◆ DIRECTIVE
Answer these questions about the blog post:
1. On what date was it posted?
2. What is its title?
3. What does it say you would first of all want to sustain?

◆ PAGE
=-=-=
GABlog Generative Anthropology in the Public Sphere

November 8, 2008

Subtle and Irreversible

Filed under: GA — adam @ 9:40 am

Wouldn’t the criterion for actions taken by a new Adminstration, bolstered by a solid Congressional majority, which wants to effect fundamental transformation of the American order without tarnishing the transcendence which has been its real program, be that such changes be as subtle and irreversible as possible?  Perhaps (to refer back to my previous posts) large scale scapegoating operations can be suspended, and used for more targeted ends when needed–first of all, you would want to sustain the good feelings (treating opponents more with pity than anger) and make the most minimal changes with the most maximal effects.
=-=-=
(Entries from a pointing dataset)
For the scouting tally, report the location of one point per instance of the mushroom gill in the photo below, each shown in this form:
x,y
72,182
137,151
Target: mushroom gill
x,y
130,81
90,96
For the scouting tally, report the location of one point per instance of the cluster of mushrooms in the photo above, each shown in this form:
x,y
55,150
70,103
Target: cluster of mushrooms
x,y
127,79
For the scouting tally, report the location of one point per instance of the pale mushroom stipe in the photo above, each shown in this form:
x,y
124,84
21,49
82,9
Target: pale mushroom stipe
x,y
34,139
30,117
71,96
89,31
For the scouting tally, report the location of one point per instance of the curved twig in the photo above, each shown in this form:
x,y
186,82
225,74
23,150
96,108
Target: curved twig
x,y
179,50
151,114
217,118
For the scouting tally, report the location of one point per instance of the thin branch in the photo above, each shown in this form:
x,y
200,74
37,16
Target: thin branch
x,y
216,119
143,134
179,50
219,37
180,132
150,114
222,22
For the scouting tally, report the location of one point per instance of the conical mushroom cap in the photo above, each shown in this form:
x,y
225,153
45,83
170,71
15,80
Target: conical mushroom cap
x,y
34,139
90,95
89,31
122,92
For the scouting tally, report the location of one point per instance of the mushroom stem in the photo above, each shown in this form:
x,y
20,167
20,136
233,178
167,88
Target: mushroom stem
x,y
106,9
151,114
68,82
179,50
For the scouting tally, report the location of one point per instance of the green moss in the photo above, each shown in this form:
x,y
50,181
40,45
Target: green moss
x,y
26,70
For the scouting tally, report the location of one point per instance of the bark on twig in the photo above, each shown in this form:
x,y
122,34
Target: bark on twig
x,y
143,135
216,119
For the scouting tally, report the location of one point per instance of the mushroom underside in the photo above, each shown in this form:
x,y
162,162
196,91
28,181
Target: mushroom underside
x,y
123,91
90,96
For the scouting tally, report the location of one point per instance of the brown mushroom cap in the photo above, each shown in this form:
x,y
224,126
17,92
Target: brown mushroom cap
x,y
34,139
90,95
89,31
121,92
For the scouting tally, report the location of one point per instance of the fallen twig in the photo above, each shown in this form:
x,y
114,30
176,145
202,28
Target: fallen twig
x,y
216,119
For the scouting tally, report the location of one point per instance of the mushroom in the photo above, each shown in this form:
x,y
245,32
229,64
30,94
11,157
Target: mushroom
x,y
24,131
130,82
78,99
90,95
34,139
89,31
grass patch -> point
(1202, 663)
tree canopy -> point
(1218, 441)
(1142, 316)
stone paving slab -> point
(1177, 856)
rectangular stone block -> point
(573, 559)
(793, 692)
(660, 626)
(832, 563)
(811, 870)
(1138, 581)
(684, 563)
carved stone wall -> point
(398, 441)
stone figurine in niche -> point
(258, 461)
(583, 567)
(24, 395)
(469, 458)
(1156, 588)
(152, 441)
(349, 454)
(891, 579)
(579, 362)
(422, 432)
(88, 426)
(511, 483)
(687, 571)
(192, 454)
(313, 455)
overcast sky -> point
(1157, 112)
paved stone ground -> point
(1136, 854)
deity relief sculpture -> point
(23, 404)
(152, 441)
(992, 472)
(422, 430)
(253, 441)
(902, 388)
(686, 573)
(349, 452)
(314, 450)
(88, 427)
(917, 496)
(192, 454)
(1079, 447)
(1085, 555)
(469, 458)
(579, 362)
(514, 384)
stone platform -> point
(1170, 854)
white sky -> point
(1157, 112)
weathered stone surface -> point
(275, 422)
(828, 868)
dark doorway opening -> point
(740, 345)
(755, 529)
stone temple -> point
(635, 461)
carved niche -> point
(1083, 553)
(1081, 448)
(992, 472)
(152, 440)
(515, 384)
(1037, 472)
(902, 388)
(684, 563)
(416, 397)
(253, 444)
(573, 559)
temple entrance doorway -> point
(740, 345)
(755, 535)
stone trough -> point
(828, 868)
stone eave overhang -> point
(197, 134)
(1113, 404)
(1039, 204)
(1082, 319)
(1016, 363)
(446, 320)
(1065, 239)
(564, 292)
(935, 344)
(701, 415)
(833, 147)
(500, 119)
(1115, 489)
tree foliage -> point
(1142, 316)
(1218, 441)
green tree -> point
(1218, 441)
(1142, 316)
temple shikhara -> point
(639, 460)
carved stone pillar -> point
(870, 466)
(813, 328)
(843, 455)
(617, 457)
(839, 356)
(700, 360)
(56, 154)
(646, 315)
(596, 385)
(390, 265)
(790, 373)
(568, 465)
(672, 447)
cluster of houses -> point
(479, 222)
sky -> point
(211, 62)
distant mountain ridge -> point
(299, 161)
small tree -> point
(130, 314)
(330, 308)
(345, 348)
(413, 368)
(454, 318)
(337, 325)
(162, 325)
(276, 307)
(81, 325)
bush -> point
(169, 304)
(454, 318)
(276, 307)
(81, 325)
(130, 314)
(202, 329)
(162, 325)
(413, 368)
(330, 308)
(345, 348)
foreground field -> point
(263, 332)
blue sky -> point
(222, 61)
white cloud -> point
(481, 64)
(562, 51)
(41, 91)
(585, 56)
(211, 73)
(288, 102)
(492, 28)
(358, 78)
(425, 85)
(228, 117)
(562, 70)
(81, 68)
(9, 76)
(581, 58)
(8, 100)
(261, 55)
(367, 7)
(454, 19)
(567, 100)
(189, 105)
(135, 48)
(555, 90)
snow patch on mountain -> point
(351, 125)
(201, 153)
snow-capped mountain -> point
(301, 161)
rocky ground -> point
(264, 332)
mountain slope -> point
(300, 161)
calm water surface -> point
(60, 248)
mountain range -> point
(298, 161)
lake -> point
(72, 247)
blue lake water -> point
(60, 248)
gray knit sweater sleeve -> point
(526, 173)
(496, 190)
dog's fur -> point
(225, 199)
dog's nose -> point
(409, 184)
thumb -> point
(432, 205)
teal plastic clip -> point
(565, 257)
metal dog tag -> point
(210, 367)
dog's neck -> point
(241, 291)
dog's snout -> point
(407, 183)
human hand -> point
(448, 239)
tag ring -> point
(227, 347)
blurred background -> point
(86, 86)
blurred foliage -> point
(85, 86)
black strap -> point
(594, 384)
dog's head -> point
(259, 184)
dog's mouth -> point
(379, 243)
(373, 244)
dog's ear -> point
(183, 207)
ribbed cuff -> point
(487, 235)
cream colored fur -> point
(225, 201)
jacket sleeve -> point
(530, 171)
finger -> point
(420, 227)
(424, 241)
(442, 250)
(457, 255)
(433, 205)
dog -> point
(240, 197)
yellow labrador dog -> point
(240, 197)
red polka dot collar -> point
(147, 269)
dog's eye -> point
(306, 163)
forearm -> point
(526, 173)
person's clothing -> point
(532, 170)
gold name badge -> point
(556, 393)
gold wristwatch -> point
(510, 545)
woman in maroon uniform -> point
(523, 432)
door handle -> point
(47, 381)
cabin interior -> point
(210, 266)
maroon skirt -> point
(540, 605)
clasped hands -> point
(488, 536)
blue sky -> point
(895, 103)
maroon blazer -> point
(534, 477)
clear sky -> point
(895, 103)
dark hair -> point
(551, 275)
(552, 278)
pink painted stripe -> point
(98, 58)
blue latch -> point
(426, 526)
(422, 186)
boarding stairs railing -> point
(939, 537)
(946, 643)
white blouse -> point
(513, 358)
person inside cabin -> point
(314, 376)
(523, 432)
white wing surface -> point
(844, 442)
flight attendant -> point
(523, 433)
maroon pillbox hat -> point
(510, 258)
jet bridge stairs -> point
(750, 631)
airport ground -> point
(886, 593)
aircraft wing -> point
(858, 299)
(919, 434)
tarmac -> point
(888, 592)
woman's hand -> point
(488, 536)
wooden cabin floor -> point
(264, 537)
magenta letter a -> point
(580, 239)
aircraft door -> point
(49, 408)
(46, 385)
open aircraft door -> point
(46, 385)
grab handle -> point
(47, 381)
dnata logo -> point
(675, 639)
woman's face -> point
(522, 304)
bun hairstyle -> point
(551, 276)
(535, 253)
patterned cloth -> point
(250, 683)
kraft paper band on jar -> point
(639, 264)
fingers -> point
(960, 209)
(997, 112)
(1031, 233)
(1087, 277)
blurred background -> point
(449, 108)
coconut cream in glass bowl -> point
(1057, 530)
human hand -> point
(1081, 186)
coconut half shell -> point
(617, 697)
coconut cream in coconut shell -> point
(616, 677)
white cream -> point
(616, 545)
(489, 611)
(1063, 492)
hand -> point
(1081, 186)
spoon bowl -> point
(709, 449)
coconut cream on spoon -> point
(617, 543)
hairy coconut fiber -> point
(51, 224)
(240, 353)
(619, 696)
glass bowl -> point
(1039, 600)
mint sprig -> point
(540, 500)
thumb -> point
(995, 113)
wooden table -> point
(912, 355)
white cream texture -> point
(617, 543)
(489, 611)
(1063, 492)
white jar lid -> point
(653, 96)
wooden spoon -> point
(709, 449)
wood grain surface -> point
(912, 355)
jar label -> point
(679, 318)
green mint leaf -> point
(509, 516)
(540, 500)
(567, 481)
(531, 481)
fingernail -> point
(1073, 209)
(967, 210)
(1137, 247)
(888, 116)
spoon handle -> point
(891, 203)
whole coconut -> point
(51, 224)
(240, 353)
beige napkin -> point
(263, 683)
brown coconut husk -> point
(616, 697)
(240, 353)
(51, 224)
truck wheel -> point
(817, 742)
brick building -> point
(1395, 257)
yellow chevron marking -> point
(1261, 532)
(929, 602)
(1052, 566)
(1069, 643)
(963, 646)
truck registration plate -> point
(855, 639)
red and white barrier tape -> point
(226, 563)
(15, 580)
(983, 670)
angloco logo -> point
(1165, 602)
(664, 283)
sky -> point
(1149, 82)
=-=-=
◆ RIGHT ANSWER
1. November 8, 2008
2. Subtle and Irreversible
3. The good feelings, treating opponents more with pity than anger